------ Source data

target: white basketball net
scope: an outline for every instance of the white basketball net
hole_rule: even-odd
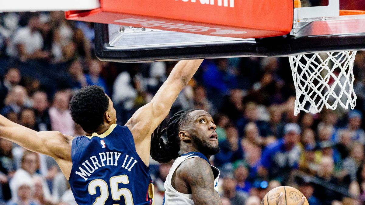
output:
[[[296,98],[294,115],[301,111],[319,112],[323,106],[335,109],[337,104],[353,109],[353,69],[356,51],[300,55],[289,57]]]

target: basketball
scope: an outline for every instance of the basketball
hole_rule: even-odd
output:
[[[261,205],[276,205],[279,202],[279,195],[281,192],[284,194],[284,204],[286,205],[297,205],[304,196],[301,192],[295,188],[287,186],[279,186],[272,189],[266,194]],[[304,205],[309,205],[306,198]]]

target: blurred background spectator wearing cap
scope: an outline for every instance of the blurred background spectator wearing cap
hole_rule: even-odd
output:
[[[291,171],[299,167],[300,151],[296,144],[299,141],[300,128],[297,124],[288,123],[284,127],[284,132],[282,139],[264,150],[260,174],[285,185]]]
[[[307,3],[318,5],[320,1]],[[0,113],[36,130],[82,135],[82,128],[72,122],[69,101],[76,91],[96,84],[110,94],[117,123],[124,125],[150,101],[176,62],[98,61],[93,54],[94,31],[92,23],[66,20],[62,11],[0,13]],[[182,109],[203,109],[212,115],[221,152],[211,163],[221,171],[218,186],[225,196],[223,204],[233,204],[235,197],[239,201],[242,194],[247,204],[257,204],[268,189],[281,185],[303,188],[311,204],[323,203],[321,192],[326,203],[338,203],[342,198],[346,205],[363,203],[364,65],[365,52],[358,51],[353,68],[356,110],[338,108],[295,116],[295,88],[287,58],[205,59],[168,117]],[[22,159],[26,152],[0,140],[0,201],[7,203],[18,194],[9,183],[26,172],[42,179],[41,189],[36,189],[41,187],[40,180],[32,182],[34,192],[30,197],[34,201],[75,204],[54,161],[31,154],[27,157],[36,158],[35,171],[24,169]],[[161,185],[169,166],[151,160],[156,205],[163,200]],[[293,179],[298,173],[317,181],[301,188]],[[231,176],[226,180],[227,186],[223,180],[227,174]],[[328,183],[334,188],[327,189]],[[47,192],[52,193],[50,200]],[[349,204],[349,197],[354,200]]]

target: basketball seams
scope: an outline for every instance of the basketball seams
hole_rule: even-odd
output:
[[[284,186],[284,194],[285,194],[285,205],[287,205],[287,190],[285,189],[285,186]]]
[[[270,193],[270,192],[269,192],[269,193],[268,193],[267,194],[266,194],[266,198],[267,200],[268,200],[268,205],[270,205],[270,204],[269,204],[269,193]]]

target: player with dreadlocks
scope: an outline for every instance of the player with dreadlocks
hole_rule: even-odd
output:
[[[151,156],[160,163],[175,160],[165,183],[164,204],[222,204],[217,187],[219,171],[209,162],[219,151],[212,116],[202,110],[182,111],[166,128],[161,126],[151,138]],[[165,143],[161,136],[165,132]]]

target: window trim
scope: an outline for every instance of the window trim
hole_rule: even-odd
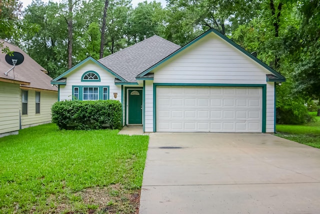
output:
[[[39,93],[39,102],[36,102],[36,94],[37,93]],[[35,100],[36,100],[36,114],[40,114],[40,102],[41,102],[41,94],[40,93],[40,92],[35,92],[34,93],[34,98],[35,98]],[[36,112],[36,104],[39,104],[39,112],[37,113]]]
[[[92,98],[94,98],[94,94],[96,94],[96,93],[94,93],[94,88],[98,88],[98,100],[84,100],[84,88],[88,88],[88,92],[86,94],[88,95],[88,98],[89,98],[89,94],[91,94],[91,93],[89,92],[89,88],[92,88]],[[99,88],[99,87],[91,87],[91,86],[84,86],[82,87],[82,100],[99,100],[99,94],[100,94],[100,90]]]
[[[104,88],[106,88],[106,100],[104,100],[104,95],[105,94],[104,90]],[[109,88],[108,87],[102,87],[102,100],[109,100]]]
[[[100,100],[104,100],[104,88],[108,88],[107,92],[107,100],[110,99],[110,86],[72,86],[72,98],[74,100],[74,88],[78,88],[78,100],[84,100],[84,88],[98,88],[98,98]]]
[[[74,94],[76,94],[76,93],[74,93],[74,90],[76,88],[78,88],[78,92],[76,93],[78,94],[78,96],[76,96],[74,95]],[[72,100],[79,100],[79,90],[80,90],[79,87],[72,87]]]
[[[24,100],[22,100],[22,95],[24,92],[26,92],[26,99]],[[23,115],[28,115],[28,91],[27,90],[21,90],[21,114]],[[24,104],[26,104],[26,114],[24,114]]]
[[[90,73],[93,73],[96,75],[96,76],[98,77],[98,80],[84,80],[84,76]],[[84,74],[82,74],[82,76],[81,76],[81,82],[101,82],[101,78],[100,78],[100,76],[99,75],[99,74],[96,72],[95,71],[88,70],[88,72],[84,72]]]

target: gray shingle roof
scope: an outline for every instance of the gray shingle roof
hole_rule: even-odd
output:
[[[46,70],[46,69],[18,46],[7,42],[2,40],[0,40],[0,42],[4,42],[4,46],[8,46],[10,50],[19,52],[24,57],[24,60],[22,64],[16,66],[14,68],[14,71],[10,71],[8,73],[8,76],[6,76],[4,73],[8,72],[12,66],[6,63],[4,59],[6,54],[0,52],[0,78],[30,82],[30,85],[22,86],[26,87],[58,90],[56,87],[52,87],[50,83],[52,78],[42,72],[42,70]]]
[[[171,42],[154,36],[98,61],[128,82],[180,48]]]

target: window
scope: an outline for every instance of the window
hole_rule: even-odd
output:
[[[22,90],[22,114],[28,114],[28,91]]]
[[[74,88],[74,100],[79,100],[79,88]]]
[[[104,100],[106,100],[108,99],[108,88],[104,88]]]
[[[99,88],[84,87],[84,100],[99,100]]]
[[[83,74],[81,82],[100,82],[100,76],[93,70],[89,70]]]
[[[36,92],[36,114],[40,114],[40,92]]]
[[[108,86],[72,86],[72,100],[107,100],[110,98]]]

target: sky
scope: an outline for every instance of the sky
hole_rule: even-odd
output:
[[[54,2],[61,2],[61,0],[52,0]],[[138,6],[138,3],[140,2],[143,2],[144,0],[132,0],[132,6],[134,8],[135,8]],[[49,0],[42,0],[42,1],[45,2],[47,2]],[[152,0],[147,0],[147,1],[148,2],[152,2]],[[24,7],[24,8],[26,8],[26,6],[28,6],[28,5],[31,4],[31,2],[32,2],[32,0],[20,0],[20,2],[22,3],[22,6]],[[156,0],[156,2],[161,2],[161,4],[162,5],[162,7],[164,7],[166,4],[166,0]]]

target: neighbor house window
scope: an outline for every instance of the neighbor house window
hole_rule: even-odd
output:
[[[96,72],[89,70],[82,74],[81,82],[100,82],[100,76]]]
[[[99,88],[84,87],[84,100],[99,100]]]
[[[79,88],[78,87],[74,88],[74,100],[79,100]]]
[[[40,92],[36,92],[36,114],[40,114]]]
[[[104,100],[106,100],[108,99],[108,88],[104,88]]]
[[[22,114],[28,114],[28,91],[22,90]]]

------------
------ Source data

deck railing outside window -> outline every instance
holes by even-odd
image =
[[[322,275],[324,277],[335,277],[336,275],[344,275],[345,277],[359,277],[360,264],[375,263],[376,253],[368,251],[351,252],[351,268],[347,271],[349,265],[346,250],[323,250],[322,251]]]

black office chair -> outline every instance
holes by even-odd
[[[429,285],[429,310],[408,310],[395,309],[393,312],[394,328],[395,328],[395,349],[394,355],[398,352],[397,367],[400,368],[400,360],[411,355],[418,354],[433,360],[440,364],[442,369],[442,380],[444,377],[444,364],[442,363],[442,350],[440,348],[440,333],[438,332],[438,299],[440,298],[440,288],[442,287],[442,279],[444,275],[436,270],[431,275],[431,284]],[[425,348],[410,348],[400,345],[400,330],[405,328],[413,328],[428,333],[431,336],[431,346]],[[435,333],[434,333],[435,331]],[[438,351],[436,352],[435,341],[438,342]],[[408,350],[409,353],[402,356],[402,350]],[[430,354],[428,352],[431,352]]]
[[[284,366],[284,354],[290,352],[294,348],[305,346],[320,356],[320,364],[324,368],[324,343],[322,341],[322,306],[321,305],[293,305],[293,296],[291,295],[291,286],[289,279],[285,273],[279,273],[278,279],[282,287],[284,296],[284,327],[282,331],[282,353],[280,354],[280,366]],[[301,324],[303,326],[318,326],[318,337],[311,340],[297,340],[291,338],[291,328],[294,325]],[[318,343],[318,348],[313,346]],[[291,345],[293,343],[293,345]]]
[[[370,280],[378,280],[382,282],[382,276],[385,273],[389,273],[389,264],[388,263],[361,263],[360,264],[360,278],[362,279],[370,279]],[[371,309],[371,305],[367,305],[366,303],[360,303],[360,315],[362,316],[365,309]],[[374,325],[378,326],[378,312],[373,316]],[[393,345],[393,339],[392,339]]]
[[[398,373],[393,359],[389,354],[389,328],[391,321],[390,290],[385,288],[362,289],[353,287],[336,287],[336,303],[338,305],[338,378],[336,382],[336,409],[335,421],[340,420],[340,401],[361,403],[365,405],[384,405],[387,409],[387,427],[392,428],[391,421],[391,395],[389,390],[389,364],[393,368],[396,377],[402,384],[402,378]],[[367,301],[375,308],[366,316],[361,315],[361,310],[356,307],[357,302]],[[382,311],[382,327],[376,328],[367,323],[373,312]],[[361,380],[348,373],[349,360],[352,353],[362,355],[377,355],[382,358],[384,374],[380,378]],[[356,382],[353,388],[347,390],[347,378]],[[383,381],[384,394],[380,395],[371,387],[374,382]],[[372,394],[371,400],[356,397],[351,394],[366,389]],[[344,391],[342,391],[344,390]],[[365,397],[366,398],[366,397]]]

------------

# Problem
Put the lines between the one containing "target: neighbor house window" and the one containing "[[[22,114],[28,114],[28,91],[22,90]]]", inclusive, into a JSON list of strings with one string per line and blank lines omitted.

# Solution to the exercise
[
  "target: neighbor house window",
  "scope: an outline for every instance of the neighbor house window",
  "hole_rule: even-odd",
  "output:",
  "[[[96,72],[89,70],[82,74],[81,82],[100,82],[100,76]]]",
  "[[[99,88],[84,87],[84,100],[99,100]]]",
  "[[[79,88],[78,87],[74,88],[74,100],[79,100]]]",
  "[[[40,92],[36,92],[36,114],[40,114]]]",
  "[[[104,100],[106,100],[108,99],[108,88],[104,88]]]",
  "[[[22,114],[28,114],[28,91],[22,90]]]"
]